▶ [DATA]
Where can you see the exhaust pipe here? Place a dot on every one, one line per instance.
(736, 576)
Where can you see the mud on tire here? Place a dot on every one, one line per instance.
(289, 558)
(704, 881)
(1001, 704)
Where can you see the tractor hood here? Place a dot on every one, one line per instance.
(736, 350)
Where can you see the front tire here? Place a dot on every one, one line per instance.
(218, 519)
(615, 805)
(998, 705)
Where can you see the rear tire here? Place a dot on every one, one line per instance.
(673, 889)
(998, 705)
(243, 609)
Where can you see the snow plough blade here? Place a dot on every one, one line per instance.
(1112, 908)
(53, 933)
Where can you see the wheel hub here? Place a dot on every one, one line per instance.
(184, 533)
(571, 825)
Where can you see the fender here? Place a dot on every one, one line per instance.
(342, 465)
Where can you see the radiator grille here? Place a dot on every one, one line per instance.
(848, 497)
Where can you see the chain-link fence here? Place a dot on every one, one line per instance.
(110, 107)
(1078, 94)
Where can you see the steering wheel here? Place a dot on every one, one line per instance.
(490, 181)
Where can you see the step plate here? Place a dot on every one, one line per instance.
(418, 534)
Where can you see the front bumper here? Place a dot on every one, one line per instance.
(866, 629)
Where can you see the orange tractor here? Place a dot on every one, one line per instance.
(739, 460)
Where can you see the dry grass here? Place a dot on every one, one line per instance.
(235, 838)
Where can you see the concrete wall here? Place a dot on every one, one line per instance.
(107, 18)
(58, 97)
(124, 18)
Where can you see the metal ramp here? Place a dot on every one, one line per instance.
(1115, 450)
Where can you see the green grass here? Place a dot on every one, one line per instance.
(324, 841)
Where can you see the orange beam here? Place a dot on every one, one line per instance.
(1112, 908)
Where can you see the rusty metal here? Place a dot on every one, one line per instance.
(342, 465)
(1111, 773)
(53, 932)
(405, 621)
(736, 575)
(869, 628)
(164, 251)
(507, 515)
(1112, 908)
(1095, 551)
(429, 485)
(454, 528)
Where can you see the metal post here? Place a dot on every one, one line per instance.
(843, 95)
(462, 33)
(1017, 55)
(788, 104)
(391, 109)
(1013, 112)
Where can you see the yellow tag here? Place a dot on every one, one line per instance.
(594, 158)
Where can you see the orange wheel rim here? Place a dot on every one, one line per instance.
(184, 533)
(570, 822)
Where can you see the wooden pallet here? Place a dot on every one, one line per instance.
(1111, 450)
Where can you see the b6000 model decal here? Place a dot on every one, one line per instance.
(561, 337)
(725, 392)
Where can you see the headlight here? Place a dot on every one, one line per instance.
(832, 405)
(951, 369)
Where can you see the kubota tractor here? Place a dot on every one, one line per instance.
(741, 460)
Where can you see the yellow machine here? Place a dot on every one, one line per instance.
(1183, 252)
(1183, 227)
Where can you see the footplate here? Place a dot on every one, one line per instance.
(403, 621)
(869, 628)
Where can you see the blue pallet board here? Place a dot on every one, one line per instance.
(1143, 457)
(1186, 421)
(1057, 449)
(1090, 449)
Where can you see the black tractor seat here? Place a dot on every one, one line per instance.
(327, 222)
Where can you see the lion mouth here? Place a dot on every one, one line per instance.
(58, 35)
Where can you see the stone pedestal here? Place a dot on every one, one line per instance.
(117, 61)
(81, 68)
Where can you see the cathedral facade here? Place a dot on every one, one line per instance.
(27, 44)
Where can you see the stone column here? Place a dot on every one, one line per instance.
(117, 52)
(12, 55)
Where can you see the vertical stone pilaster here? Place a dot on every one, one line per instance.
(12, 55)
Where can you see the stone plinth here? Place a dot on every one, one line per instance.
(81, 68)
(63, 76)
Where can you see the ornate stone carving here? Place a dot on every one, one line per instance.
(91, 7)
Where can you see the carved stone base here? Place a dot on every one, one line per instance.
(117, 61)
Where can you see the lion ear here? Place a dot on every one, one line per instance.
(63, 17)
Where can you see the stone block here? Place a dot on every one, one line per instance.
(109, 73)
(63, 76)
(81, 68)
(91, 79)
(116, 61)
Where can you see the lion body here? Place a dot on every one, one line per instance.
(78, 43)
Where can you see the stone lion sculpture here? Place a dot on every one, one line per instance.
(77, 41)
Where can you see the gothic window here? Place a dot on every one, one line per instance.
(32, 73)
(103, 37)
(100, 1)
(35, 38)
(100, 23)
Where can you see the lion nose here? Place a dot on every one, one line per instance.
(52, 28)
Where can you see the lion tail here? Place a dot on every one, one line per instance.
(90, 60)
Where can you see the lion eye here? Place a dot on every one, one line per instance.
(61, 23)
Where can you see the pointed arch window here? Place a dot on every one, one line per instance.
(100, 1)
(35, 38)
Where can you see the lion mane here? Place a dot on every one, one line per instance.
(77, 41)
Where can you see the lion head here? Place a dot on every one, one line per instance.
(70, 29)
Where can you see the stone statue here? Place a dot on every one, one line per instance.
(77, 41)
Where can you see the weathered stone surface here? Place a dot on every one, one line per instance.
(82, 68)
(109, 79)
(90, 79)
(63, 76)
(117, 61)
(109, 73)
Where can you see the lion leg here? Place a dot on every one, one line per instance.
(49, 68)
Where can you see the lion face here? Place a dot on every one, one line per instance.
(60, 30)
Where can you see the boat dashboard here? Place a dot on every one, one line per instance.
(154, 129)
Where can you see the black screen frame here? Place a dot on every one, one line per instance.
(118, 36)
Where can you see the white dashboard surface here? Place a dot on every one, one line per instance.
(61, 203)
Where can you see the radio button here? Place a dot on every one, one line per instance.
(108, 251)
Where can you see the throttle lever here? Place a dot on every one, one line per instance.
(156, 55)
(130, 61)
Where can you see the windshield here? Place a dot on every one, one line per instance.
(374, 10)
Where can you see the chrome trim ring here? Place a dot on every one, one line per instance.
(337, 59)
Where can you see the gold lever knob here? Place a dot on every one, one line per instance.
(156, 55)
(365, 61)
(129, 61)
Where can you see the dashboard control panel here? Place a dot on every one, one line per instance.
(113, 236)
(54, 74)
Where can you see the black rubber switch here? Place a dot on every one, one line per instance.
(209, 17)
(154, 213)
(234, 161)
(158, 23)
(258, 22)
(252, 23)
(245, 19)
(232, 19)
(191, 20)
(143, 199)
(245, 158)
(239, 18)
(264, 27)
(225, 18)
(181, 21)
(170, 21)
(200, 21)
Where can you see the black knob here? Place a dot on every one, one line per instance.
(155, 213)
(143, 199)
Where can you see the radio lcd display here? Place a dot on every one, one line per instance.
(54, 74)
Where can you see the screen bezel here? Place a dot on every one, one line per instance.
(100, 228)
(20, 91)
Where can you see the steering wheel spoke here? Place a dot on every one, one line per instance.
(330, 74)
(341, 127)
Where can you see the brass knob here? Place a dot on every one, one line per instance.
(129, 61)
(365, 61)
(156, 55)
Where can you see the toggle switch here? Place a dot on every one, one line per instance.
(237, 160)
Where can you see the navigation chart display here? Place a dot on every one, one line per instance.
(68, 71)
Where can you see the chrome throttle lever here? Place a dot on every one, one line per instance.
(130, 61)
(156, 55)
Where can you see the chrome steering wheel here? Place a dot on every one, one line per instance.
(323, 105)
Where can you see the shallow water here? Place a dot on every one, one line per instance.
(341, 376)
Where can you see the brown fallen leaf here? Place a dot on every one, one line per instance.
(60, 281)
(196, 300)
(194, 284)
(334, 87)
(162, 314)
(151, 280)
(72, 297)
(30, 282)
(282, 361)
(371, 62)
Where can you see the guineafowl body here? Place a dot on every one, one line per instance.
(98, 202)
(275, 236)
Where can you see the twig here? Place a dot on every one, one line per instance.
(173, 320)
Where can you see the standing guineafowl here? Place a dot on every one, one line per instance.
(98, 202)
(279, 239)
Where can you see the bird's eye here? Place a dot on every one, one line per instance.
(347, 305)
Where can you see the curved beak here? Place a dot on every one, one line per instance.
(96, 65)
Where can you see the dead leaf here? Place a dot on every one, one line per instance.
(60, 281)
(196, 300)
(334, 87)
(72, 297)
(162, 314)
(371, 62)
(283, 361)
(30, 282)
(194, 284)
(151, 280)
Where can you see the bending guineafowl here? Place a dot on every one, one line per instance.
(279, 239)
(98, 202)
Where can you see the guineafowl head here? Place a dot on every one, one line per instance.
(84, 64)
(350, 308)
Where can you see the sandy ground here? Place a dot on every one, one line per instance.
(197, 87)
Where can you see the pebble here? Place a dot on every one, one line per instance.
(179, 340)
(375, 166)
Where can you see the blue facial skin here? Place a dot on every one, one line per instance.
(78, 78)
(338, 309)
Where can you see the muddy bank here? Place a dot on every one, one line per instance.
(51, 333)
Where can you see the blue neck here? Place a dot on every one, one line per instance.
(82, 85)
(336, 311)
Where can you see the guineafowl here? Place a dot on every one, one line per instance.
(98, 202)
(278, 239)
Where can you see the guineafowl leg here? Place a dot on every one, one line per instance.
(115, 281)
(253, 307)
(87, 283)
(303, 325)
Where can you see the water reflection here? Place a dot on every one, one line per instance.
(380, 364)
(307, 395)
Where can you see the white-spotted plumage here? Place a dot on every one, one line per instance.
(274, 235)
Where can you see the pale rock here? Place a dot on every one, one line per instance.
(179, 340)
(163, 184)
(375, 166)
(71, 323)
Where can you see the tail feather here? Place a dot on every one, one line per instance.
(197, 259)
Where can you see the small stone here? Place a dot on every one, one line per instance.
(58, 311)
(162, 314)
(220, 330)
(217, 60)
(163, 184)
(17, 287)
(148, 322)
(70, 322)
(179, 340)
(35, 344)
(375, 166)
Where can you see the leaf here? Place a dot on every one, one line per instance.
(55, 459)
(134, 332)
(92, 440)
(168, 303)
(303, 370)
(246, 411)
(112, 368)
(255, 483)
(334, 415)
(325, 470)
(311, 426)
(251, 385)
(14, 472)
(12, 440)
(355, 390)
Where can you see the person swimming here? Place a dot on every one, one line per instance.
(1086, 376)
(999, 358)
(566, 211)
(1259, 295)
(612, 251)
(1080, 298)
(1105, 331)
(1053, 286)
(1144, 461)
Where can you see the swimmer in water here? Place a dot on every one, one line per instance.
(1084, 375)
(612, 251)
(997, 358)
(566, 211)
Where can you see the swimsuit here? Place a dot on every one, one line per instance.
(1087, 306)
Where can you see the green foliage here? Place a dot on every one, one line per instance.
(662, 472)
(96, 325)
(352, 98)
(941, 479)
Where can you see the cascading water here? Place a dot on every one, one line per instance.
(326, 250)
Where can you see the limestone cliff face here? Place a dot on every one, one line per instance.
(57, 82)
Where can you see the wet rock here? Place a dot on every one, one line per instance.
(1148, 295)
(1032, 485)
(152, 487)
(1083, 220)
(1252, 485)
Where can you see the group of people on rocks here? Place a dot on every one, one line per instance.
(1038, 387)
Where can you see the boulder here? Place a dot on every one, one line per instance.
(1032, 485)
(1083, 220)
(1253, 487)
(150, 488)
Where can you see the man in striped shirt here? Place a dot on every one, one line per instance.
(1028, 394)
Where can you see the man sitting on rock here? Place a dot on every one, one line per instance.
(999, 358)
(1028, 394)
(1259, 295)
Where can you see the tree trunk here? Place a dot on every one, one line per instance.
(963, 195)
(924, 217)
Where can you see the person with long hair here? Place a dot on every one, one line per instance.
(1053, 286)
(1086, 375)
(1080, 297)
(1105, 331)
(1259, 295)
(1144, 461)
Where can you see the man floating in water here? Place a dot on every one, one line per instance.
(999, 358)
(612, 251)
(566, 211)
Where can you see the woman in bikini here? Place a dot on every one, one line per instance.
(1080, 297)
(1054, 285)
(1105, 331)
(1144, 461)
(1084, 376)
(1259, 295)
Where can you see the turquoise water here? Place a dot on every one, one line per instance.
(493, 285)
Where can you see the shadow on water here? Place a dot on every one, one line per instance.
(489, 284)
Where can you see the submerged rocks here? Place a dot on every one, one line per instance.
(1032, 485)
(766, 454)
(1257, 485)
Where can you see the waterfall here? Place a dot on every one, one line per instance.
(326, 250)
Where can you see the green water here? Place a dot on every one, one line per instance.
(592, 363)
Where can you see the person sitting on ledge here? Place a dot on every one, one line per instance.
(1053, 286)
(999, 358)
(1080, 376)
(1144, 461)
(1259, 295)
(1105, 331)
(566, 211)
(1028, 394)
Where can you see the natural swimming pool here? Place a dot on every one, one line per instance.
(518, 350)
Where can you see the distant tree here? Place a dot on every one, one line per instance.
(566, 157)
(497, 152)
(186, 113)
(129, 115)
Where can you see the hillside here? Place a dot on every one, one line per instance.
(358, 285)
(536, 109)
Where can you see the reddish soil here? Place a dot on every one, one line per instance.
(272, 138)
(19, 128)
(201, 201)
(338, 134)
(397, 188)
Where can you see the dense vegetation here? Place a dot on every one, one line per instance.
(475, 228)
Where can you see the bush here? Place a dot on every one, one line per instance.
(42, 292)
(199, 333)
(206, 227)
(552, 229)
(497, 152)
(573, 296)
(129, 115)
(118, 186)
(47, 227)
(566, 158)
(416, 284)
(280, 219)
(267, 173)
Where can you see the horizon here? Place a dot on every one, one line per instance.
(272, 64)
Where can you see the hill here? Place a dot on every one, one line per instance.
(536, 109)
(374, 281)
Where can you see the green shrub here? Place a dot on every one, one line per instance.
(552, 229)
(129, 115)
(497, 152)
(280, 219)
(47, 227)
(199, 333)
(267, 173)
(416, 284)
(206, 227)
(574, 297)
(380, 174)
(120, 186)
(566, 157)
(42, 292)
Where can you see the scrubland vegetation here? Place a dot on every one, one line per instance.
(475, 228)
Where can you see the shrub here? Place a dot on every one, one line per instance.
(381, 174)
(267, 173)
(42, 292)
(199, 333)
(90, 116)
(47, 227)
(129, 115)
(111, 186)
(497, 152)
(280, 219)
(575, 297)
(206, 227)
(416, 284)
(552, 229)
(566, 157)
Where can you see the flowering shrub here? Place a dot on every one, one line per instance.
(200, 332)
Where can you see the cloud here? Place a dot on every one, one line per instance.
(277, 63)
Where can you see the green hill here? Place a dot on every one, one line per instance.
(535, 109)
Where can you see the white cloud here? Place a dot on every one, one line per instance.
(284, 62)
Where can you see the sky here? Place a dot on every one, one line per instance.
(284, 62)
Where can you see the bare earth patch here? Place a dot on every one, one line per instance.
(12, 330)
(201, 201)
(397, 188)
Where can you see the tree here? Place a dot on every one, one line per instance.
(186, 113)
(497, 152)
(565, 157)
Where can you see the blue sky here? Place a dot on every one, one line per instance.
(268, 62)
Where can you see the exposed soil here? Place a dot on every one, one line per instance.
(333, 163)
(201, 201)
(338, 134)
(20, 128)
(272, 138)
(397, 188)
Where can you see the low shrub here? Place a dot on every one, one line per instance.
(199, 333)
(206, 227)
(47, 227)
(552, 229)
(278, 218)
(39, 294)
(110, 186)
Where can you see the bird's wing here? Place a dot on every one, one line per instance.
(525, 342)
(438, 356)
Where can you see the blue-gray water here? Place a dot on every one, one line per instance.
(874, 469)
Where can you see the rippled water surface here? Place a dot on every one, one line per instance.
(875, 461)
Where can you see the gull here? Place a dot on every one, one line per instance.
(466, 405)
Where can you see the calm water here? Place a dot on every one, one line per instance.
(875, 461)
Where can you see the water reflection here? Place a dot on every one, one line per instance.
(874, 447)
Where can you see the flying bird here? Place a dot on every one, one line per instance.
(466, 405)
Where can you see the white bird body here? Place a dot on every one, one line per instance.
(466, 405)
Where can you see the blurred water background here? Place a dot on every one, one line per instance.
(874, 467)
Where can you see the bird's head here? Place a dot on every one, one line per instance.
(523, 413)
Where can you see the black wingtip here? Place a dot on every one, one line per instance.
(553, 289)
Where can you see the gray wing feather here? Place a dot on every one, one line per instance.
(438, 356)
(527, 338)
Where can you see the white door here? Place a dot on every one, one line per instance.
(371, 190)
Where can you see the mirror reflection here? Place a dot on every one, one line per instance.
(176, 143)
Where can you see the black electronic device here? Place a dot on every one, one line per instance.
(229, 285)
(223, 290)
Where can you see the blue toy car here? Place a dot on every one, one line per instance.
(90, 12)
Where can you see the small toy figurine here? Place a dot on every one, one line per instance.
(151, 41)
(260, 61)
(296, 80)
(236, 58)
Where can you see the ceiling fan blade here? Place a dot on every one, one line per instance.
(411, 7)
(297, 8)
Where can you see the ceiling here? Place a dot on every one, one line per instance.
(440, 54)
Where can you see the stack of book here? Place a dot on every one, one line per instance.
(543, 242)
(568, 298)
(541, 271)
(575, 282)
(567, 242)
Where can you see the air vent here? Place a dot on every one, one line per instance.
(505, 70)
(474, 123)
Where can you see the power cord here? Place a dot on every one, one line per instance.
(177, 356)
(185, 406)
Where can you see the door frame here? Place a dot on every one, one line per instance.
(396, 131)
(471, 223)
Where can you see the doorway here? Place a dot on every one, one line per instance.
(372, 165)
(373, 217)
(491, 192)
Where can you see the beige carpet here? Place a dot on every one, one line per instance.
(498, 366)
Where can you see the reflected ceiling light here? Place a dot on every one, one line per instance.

▶ [GIVEN EXERCISE] Starting at the line that contains "Where can you see the doorway" and continuing through the final line of the records, render those lines as a numbered list, leaving out any blank lines.

▶ [RIGHT ANSWER]
1. Where can you see the doorway here? Place a dot on every one, one line per instance.
2. (372, 165)
3. (373, 217)
4. (491, 192)
5. Where can you see the beige carpet here? Place a dot on every one, one line per instance.
6. (498, 366)
7. Where can you see the reflected ceiling light here? Place a dot on every one, one line per instance.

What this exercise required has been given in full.